* _Supplied material_
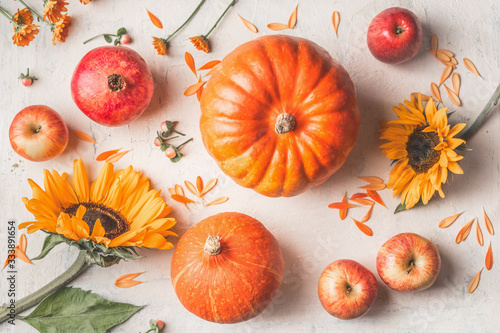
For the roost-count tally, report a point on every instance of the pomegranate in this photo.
(112, 85)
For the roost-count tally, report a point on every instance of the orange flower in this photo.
(22, 17)
(60, 29)
(200, 42)
(25, 34)
(160, 45)
(53, 10)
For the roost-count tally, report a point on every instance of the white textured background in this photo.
(310, 234)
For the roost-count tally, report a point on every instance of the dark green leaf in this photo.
(121, 31)
(49, 243)
(77, 310)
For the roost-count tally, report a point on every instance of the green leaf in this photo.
(49, 243)
(121, 31)
(77, 310)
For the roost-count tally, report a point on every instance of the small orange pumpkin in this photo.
(279, 115)
(227, 268)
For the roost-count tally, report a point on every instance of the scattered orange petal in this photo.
(368, 215)
(474, 282)
(470, 66)
(191, 188)
(156, 21)
(191, 90)
(446, 222)
(373, 187)
(364, 228)
(210, 185)
(376, 197)
(277, 26)
(217, 201)
(209, 65)
(248, 25)
(489, 258)
(489, 225)
(292, 21)
(105, 155)
(127, 280)
(335, 21)
(435, 92)
(455, 79)
(464, 232)
(479, 234)
(84, 136)
(116, 157)
(453, 96)
(181, 198)
(190, 62)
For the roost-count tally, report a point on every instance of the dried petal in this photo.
(446, 222)
(190, 62)
(181, 198)
(464, 232)
(277, 26)
(453, 96)
(293, 18)
(488, 262)
(335, 21)
(446, 73)
(489, 225)
(435, 92)
(470, 66)
(156, 21)
(105, 155)
(455, 79)
(217, 201)
(191, 90)
(210, 185)
(209, 65)
(364, 228)
(248, 25)
(479, 234)
(116, 157)
(474, 282)
(84, 136)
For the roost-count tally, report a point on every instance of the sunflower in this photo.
(423, 147)
(117, 210)
(201, 43)
(60, 29)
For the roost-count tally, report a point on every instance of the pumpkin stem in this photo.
(212, 245)
(285, 122)
(116, 83)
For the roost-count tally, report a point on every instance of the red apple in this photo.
(347, 289)
(408, 262)
(394, 35)
(38, 133)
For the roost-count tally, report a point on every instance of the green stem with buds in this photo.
(79, 266)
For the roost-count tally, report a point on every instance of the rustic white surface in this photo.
(310, 234)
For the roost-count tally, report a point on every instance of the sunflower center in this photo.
(114, 223)
(420, 147)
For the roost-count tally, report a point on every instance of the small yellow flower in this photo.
(201, 43)
(60, 29)
(22, 17)
(53, 10)
(25, 34)
(160, 45)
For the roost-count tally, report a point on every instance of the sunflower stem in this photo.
(185, 22)
(482, 116)
(79, 266)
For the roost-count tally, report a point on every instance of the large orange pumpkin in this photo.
(279, 115)
(227, 268)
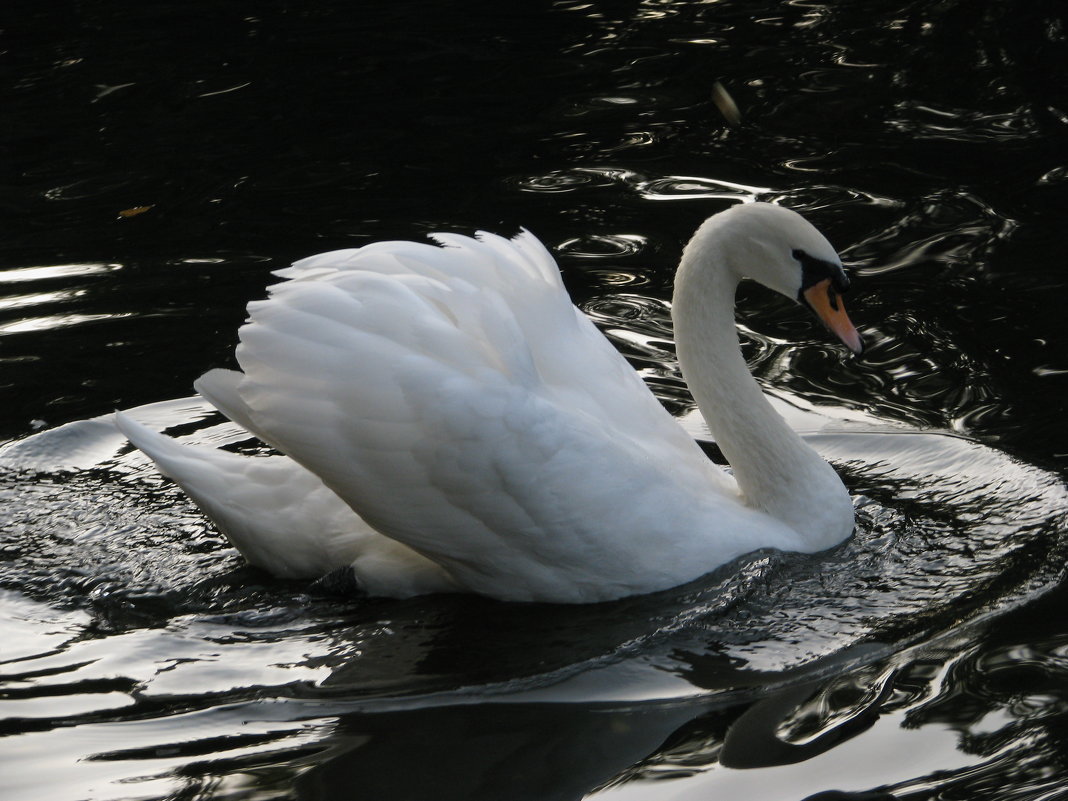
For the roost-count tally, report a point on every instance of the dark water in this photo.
(167, 157)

* _Exercise description_
Before handing back the copy, remove the pictures; otherwise print the data exactly.

* _Written response_
For the roost-count tally, report a point on every instance of the pomegranate in this photo.
(112, 85)
For the roost-count tally, report a point on every instance of the orange flower in this photo.
(22, 17)
(60, 29)
(200, 42)
(25, 34)
(160, 45)
(53, 10)
For the roost-count tally, report a point on every instance of the white textured background in this photo.
(310, 234)
For the roost-count tally, report a point on every instance of the dark green leaf in this photo.
(121, 31)
(49, 243)
(77, 310)
For the roost-count tally, report a point on every instance of the green leaf in this photo.
(49, 243)
(121, 31)
(77, 310)
For the roost-count tally, report a point on every instance of the small orange pumpkin in this photo.
(279, 115)
(227, 268)
For the roost-count tally, report a point on every instance of the scattered orange petal in this photo.
(368, 215)
(474, 282)
(470, 66)
(191, 188)
(156, 21)
(191, 90)
(446, 222)
(373, 187)
(364, 228)
(210, 185)
(376, 197)
(277, 26)
(217, 201)
(209, 65)
(248, 25)
(489, 258)
(489, 225)
(292, 21)
(105, 155)
(127, 280)
(335, 21)
(435, 92)
(455, 79)
(464, 232)
(479, 234)
(84, 136)
(116, 157)
(453, 96)
(181, 198)
(190, 62)
For the roost-count tally, report a point on every instance of the dried petal in this photo.
(446, 222)
(190, 62)
(181, 198)
(464, 232)
(277, 26)
(453, 96)
(293, 18)
(488, 262)
(335, 21)
(446, 73)
(489, 225)
(435, 92)
(470, 66)
(156, 21)
(105, 155)
(455, 79)
(217, 201)
(191, 90)
(210, 185)
(209, 65)
(364, 228)
(248, 25)
(479, 234)
(116, 157)
(474, 282)
(84, 136)
For the roost-count tally, report a point on every instance of the sunflower in this photo.
(423, 147)
(117, 210)
(201, 43)
(60, 29)
For the roost-count tally, report a point on every instance of the pumpkin stem in this photo.
(212, 245)
(285, 122)
(116, 83)
For the roost-count tally, report a point on every instance of the red apple in this photo.
(347, 289)
(408, 262)
(394, 35)
(38, 133)
For the roost-count tally, report a point on every instance of the green stem with buds in this photo.
(79, 266)
For the roost-count tally, report a point on every instance of the rustic white surface in this photo.
(310, 234)
For the roost-count tally, report a point on every instance of the sunflower center in this photo.
(114, 223)
(420, 147)
For the roost-count tally, report a point on every instance of the small yellow flower in this photo.
(201, 43)
(60, 29)
(22, 17)
(53, 10)
(25, 34)
(160, 45)
For the roost-count tally, report a point on every instance of the sunflower stem in this photo.
(185, 22)
(482, 116)
(79, 266)
For the roost-count tally, report a point on every instance of the large orange pumpkin in this photo.
(279, 115)
(227, 268)
For the roost-count tally, report a point on every instance of the dark water in this photo.
(167, 157)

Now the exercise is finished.